BRIEF 1:
Rewrite the records below, changing "arched entrance" to "arched doorway" and keeping every other part the same; omit the pictures from your answer.

PASSAGE SHOWN:
....................

#! /bin/sh
#
# usage:
#
# % crds_repair_cache [--all | --up-to-context <ctx>] [--readonly-cache] [--check-sha1sum] [--purge-references (with great care, see below)]
#
# --------------------------------------------------------------------------
#
# This script is one approach for refreshing a CRDS cache (most likely TEST
# pipeline CRDS cache) to make it consistent with the CRDS server cache and
# CRDS server database.  It may be useful in a variety of situations but is
# designed first-and-foremost for the following situation in the TEST pipeline:
# 
# 1. TEST pipeline and TEST CRDS server are refreshed from the OPS server
#    (possibly including use of this script) to baseline the TEST system for
#    testing.
#
# 2. TEST file deliveries are performed creating files unique to the TEST
#    pipeline and CRDS server.  The CRDS server rules and default context will
#    almost certainly diverge from OPS, some references may be deliveried early
#    to TEST with names identical to OPS.  The TEST pipeline CRDS cache will
#    likewise diverge from the OPS pipeline CRDS cache.

....................

Coordinate labeling data:
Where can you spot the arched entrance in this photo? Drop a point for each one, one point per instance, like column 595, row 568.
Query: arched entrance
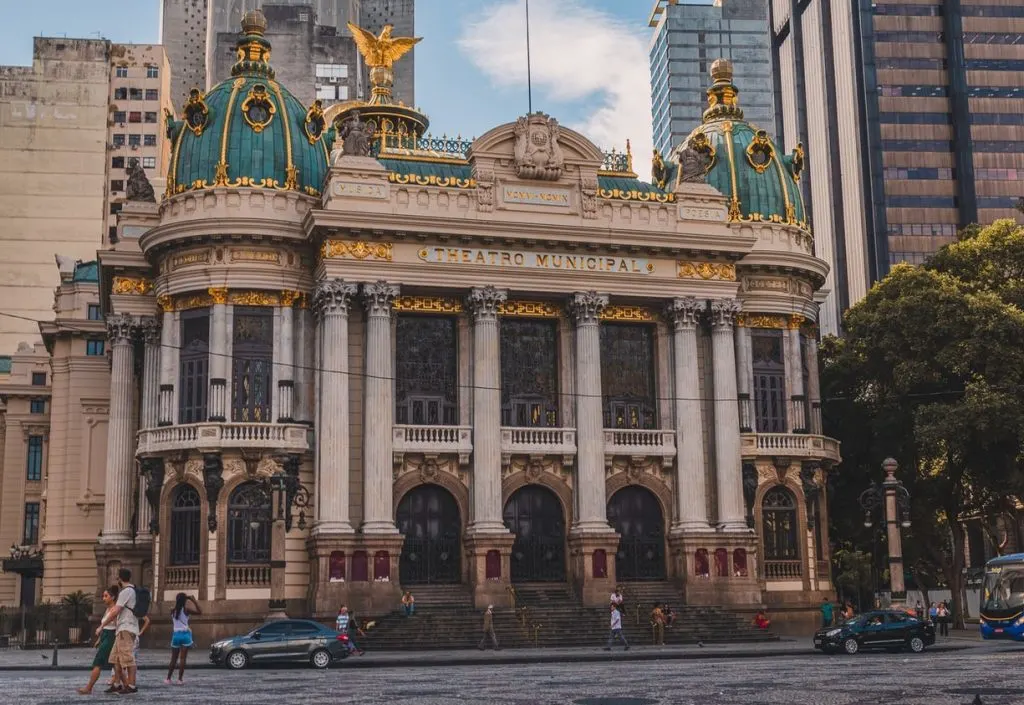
column 635, row 512
column 428, row 516
column 535, row 515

....................

BRIEF 2:
Answer these questions from the script header:
(a) In the usage line, which option carries a note to use it with great care?
(b) In step 1, from which server are the TEST pipeline and TEST CRDS server refreshed?
(c) In step 2, what will the TEST pipeline CRDS cache diverge from?

EXPECTED OUTPUT 1:
Where can you spot the arched doorway in this photo? Drop a point for each one, one point per instance, like column 595, row 568.
Query: arched doorway
column 635, row 512
column 428, row 516
column 535, row 515

EXPECTED OUTPUT 2:
(a) --purge-references
(b) The OPS server
(c) The OPS pipeline CRDS cache